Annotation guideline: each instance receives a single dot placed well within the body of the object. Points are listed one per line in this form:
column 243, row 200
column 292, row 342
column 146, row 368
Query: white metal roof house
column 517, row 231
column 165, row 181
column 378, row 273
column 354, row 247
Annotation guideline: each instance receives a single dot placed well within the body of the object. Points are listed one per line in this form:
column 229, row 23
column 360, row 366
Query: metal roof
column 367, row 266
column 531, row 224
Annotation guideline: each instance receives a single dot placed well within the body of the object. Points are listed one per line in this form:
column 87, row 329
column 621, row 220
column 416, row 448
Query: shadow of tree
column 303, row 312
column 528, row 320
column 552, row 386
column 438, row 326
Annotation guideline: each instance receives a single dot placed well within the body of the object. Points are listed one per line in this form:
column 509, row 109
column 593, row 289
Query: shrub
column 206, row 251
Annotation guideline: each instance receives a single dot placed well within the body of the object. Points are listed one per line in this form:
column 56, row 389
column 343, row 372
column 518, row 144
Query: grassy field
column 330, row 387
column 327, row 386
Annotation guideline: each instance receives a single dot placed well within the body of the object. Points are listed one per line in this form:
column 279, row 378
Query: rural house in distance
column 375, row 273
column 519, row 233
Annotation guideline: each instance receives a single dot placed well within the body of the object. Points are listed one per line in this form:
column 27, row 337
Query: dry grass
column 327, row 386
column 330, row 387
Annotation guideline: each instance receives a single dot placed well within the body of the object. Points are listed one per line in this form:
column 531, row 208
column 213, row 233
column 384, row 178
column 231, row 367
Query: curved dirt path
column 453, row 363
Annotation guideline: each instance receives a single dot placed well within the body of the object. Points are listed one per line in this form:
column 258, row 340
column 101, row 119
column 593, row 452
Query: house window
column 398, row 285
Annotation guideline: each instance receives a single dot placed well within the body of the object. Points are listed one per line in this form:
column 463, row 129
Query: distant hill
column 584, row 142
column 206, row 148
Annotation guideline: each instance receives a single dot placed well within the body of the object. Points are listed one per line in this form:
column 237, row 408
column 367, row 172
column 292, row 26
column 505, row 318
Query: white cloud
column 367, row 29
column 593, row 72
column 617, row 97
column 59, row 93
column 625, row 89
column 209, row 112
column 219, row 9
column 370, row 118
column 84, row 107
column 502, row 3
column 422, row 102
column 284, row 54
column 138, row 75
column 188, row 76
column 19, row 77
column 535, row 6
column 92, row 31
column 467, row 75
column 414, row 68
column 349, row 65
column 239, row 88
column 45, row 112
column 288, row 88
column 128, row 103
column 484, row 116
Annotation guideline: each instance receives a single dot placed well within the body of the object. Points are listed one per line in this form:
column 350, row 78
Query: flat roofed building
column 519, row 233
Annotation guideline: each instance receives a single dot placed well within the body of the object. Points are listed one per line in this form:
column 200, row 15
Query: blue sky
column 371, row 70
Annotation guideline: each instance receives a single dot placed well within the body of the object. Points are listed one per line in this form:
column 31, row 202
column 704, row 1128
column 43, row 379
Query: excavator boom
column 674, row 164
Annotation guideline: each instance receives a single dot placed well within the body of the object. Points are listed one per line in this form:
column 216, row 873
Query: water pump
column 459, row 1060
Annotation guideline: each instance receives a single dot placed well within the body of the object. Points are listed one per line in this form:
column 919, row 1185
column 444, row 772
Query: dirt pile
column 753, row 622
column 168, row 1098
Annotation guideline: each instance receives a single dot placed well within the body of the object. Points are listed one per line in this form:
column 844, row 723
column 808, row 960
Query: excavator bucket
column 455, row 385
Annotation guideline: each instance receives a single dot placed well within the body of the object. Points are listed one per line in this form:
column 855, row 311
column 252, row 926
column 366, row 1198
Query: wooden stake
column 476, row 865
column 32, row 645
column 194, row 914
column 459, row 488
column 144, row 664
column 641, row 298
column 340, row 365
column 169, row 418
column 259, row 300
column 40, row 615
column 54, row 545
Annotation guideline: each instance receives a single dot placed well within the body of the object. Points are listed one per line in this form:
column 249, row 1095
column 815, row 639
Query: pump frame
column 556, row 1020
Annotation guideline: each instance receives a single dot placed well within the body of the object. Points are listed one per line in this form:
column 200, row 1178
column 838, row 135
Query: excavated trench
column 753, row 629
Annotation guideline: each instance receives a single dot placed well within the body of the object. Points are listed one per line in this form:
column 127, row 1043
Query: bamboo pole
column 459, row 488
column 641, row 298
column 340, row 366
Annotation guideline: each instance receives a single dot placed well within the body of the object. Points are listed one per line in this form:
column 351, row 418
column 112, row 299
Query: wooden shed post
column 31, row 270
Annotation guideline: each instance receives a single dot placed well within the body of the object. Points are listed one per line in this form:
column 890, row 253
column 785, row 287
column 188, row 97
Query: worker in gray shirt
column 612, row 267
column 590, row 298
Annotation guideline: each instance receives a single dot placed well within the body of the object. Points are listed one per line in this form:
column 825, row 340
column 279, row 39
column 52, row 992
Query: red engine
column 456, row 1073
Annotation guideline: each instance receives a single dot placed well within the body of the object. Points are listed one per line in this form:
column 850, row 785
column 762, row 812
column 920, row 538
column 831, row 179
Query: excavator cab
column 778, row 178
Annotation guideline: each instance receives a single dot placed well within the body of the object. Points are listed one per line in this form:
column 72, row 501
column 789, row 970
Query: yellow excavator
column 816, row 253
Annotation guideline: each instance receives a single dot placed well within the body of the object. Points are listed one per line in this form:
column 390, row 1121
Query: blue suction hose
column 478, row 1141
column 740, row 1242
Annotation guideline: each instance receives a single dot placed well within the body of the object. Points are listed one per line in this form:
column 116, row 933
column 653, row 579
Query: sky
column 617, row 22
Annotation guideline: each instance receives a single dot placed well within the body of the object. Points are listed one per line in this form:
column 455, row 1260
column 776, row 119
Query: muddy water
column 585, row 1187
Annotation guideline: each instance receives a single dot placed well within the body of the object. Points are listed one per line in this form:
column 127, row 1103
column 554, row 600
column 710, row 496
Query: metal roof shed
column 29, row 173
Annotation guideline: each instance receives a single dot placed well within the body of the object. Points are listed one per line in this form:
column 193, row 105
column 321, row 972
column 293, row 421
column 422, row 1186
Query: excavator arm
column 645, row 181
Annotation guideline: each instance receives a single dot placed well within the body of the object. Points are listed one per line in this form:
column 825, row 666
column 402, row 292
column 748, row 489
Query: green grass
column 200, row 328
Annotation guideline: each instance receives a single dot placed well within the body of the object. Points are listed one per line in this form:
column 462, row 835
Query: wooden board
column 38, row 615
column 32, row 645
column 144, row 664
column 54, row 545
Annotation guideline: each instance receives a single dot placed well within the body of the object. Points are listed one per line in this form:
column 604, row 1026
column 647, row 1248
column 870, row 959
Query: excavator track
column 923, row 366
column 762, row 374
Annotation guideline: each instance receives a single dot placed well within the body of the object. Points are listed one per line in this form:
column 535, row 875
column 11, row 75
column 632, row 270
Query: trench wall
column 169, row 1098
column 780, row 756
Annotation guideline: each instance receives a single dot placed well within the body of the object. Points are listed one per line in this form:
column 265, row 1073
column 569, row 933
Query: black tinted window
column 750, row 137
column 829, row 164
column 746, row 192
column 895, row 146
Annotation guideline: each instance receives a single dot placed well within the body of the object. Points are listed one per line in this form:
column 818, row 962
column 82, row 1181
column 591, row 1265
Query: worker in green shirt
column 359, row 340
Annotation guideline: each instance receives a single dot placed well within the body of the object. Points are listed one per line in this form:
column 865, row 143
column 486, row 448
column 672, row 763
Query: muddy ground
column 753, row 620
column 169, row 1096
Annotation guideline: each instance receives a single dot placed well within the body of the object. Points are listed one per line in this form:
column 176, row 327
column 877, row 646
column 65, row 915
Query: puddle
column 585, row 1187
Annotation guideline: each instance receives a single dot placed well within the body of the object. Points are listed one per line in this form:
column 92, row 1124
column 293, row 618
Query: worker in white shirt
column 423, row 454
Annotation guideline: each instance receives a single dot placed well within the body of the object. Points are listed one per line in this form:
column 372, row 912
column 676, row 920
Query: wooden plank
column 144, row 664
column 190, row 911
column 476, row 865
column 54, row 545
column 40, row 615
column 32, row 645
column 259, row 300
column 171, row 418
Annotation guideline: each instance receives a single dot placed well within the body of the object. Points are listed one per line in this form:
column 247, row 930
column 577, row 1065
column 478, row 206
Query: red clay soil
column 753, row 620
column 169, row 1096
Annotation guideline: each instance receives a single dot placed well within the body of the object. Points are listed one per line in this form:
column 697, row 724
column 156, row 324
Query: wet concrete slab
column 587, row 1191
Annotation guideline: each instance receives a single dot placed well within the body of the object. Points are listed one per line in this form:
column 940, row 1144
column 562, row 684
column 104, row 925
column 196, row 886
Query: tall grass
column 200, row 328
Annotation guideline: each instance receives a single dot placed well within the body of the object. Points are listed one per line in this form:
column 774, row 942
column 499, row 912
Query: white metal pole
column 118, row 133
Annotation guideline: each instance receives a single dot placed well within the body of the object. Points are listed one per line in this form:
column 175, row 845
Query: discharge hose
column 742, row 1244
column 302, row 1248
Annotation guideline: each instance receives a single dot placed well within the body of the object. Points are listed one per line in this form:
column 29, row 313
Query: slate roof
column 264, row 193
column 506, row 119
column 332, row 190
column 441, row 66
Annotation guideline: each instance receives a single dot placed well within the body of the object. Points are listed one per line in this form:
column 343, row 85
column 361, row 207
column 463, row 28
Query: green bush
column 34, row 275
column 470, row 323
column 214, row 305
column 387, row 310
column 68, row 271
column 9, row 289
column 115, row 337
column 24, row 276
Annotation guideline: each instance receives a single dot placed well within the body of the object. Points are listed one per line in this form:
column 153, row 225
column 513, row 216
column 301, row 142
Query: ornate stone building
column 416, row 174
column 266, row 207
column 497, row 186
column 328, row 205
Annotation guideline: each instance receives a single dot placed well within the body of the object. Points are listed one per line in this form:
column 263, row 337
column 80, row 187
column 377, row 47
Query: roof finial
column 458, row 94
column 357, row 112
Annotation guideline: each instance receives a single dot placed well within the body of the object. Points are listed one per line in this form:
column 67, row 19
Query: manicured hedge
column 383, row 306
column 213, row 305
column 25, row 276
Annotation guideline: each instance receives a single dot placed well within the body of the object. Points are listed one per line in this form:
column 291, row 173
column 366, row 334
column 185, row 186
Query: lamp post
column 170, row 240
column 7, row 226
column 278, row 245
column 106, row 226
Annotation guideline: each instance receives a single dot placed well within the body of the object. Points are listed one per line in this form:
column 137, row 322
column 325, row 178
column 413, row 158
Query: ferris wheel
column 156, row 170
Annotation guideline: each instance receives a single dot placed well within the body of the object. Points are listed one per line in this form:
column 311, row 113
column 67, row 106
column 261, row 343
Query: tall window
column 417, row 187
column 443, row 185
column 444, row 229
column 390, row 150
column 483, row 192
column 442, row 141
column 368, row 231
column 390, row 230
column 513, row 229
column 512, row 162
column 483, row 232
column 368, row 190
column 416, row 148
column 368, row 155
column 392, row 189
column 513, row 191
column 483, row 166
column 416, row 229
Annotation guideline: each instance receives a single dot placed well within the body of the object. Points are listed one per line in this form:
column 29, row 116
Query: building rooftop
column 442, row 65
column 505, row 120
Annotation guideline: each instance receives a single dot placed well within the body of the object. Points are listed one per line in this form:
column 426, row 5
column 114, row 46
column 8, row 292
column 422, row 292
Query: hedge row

Your goal
Count the lines in the listing above that contain the word "building". Reply with the number alone.

Result for this exercise
3